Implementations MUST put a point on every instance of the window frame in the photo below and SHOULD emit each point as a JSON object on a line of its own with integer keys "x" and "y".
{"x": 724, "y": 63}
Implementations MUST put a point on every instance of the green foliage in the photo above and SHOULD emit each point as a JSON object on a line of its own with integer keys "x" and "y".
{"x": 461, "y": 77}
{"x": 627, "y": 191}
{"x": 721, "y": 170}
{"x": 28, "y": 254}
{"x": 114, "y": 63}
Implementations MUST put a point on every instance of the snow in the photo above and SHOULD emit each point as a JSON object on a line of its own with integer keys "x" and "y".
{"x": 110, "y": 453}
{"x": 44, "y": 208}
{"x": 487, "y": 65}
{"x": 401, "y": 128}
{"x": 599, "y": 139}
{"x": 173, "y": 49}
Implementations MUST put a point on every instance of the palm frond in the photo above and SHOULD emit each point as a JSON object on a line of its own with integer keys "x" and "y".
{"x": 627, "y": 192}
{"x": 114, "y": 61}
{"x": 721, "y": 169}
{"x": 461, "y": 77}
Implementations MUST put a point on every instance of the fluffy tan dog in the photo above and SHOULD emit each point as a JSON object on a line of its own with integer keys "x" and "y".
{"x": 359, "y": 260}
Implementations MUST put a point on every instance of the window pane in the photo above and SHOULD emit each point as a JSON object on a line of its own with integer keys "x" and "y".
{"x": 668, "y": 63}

■ ■ ■ ■

Exercise |
Word for word, extract all the records.

Exercise response |
Implementations MUST put a point on every instance of the window frame in the photo below and SHOULD emit each point as a JSON object on a line of its own with integer keys "x" and "y".
{"x": 724, "y": 63}
Implementations MUST put a point on every instance of the green foliage in the photo above and SHOULD emit each point as a JSON object on a line of its own with integer keys "x" and "y".
{"x": 461, "y": 77}
{"x": 627, "y": 191}
{"x": 721, "y": 170}
{"x": 28, "y": 254}
{"x": 114, "y": 63}
Implementations MUST put a point on every instance of the snow in the photo above and SHOULD emit each point as a JSON object on a line of its own with integer keys "x" and "y".
{"x": 110, "y": 453}
{"x": 44, "y": 208}
{"x": 487, "y": 65}
{"x": 401, "y": 128}
{"x": 599, "y": 139}
{"x": 173, "y": 49}
Implementations MUST put a point on every instance of the palm frond in the photo above and SHOULD emit each point as a JSON object on a line of its own with integer keys "x" and "y".
{"x": 627, "y": 192}
{"x": 114, "y": 61}
{"x": 721, "y": 169}
{"x": 461, "y": 77}
Implementations MUST put a point on every instance of the fluffy tan dog in the photo above and SHOULD emit each point as a JSON object on a line of its own with integer keys "x" and "y".
{"x": 359, "y": 260}
Implementations MUST put a point on every instance of the window pane in the photo above and SHOULD emit each point as a JSON object on a line of its own with integer keys "x" and "y".
{"x": 668, "y": 63}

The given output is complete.